*REQUIRED TASK*
Extract every line of the data below that contains the string "tree", treating uppercase and lowercase letters as different.

-- Begin --

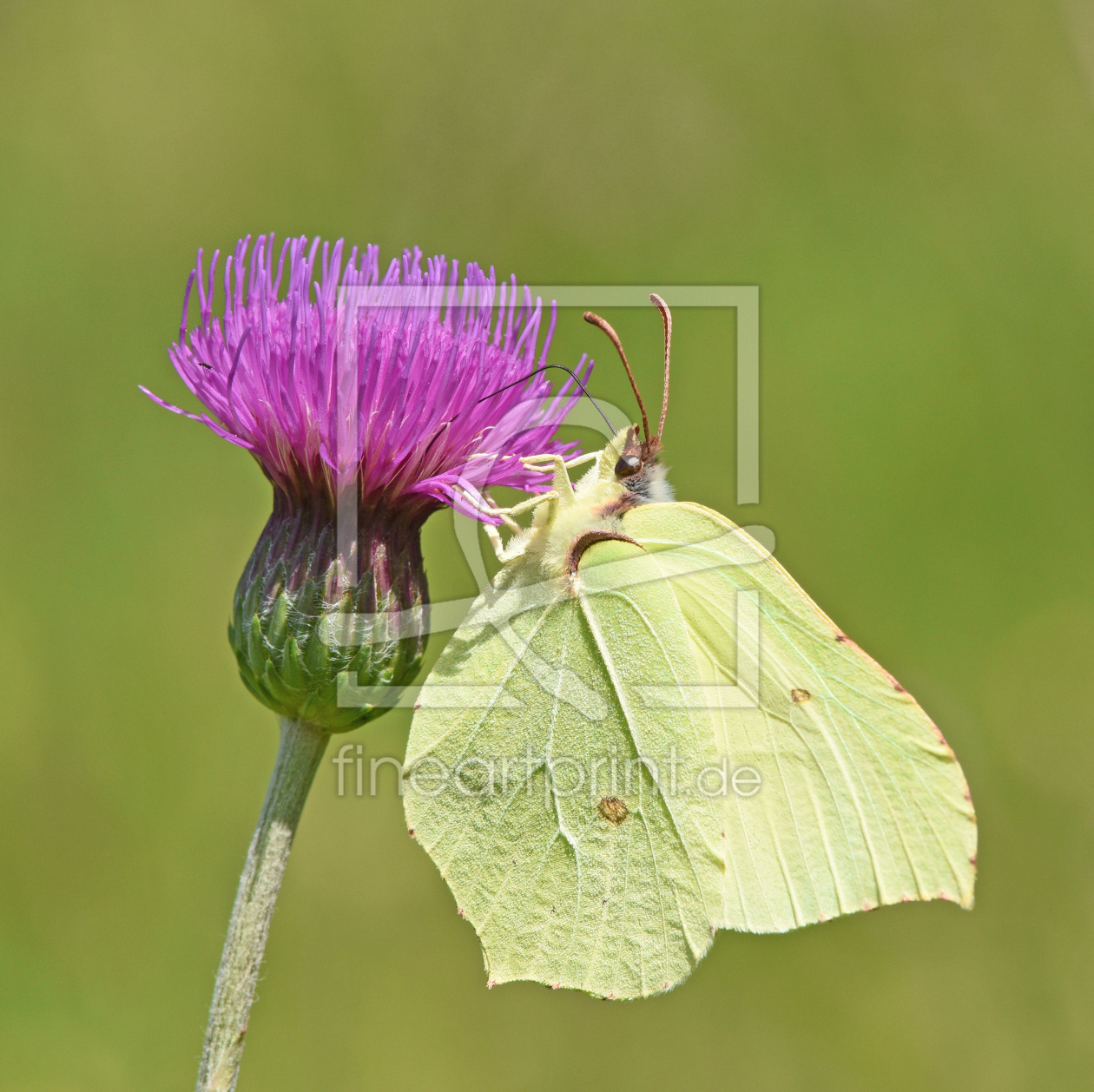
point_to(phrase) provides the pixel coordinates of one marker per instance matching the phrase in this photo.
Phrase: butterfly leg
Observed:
(562, 486)
(508, 513)
(534, 462)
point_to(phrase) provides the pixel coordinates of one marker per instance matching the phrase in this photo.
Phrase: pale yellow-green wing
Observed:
(847, 797)
(533, 782)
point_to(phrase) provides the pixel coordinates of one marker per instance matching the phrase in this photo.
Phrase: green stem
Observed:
(298, 760)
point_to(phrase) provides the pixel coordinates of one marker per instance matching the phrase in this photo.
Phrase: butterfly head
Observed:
(638, 467)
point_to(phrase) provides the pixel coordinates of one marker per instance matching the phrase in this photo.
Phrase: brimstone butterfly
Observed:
(668, 738)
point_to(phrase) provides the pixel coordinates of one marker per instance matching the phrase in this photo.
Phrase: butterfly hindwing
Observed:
(613, 887)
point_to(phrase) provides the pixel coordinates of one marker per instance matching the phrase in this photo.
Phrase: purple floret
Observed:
(356, 378)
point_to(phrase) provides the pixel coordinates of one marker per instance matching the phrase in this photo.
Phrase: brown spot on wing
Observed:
(614, 810)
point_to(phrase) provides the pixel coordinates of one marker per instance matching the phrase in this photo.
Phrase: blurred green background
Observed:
(912, 185)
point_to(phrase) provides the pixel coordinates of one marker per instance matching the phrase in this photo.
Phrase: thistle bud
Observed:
(403, 393)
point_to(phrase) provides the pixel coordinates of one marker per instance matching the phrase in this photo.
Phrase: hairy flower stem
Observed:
(298, 760)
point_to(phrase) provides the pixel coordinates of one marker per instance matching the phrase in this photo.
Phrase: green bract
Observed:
(285, 628)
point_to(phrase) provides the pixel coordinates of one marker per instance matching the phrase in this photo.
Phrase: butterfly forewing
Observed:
(851, 798)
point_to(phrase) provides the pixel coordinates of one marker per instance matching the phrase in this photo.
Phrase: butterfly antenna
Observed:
(668, 316)
(606, 326)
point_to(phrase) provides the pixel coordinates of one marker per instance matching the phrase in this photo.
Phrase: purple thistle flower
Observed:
(386, 383)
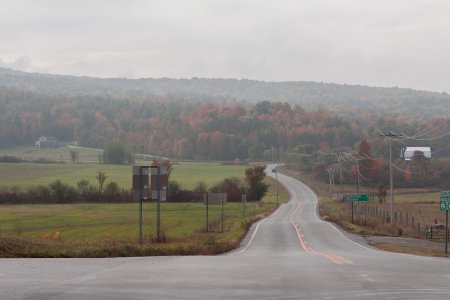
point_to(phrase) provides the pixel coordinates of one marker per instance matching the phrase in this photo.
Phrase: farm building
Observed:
(409, 152)
(47, 142)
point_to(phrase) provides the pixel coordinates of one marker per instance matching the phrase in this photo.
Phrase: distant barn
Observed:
(47, 142)
(409, 152)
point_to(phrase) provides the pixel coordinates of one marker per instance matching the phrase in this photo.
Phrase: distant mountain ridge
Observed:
(310, 95)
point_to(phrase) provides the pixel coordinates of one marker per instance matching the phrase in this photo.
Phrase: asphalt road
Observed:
(290, 255)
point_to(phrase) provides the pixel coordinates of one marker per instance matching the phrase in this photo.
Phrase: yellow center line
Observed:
(334, 258)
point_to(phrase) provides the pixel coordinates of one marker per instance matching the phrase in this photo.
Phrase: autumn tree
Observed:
(101, 178)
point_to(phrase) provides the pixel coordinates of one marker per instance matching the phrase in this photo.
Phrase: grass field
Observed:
(188, 174)
(87, 230)
(414, 210)
(86, 155)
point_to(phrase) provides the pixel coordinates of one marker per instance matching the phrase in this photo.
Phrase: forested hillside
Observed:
(310, 95)
(192, 129)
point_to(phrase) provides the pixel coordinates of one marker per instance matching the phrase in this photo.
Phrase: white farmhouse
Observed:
(409, 152)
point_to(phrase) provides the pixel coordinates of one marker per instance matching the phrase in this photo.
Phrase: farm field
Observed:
(413, 211)
(86, 155)
(69, 230)
(188, 174)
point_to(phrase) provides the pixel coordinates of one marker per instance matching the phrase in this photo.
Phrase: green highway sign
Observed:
(445, 201)
(358, 197)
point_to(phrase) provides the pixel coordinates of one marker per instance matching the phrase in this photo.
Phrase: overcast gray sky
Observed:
(404, 43)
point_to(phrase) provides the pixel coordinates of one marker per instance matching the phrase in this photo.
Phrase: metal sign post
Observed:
(356, 198)
(214, 199)
(244, 202)
(445, 206)
(140, 190)
(159, 180)
(221, 202)
(206, 200)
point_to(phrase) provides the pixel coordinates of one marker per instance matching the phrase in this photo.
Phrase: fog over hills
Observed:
(310, 95)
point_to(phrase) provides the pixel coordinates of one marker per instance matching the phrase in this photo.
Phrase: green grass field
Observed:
(112, 229)
(62, 153)
(188, 174)
(99, 230)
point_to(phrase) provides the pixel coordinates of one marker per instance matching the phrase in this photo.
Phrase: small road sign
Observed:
(445, 201)
(358, 197)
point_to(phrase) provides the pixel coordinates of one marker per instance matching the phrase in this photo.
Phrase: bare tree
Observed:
(101, 178)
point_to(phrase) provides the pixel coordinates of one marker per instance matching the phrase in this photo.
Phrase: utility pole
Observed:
(357, 177)
(390, 135)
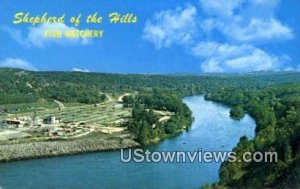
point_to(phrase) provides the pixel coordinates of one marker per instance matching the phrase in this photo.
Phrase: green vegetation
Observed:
(146, 124)
(272, 99)
(237, 112)
(276, 110)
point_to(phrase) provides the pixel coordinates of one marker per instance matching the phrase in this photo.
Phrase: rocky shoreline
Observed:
(34, 150)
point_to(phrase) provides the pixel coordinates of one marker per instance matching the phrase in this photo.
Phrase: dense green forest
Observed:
(272, 99)
(276, 110)
(145, 123)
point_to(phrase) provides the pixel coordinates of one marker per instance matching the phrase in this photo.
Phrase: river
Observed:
(212, 130)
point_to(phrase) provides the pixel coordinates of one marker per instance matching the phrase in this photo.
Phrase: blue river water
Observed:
(212, 130)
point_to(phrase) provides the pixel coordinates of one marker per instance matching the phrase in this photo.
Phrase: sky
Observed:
(171, 36)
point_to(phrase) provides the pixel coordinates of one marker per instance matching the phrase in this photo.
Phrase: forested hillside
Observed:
(276, 110)
(272, 99)
(18, 86)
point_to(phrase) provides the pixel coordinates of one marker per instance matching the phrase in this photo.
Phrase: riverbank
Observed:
(92, 143)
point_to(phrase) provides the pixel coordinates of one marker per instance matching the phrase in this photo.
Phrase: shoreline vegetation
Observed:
(272, 99)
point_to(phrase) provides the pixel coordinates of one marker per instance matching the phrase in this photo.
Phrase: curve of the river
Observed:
(212, 130)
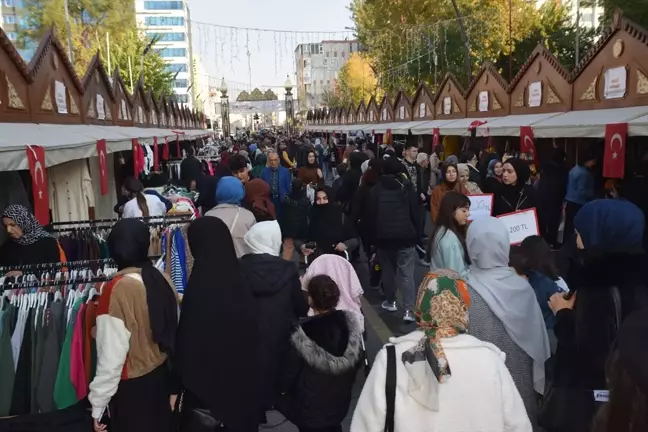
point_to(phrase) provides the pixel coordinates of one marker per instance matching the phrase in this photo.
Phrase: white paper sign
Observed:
(483, 101)
(481, 205)
(615, 82)
(520, 225)
(60, 97)
(535, 94)
(447, 105)
(101, 110)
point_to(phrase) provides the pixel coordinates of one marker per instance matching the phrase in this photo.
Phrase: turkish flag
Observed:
(135, 145)
(527, 144)
(156, 156)
(165, 149)
(614, 155)
(103, 166)
(36, 160)
(436, 137)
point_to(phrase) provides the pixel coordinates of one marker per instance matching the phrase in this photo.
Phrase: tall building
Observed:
(171, 22)
(318, 66)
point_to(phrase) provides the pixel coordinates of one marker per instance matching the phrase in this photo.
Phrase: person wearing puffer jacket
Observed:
(321, 369)
(446, 379)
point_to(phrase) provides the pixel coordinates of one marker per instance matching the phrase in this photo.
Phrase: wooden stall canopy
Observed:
(612, 74)
(48, 90)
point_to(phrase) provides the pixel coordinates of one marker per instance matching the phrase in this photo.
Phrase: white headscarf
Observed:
(264, 237)
(508, 296)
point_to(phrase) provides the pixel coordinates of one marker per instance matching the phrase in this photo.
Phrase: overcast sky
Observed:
(222, 51)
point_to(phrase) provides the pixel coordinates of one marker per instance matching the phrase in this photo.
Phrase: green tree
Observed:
(357, 80)
(89, 22)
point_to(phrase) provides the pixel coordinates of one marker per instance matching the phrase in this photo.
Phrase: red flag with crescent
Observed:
(36, 160)
(156, 155)
(436, 137)
(165, 149)
(614, 155)
(102, 155)
(527, 144)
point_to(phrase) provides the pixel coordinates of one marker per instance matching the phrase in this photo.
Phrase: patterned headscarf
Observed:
(32, 230)
(441, 312)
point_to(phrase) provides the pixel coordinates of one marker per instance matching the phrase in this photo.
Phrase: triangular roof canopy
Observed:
(402, 107)
(98, 97)
(614, 72)
(15, 104)
(449, 101)
(541, 85)
(487, 95)
(386, 109)
(55, 90)
(423, 103)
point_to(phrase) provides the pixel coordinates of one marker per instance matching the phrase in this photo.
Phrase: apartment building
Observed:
(318, 66)
(170, 21)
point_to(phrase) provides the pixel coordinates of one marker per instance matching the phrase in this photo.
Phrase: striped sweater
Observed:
(125, 346)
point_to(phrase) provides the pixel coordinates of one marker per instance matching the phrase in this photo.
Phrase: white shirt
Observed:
(156, 207)
(480, 396)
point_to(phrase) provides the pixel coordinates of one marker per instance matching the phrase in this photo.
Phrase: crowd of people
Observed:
(507, 338)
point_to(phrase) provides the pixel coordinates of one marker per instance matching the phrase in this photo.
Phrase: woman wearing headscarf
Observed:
(610, 284)
(446, 379)
(464, 179)
(216, 347)
(257, 200)
(260, 163)
(28, 242)
(229, 196)
(450, 181)
(137, 317)
(493, 176)
(343, 274)
(329, 229)
(278, 301)
(514, 193)
(504, 310)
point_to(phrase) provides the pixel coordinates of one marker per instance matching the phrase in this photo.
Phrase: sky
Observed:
(222, 51)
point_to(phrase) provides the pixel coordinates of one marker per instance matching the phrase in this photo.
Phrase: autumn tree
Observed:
(357, 80)
(89, 22)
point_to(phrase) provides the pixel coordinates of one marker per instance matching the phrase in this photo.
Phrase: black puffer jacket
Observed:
(319, 377)
(279, 303)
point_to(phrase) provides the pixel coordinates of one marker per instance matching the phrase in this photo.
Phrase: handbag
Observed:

-- End --

*TASK ANSWER*
Phrase: autumn tree
Phrase: bare tree
Phrase: green tree
Phrase: autumn tree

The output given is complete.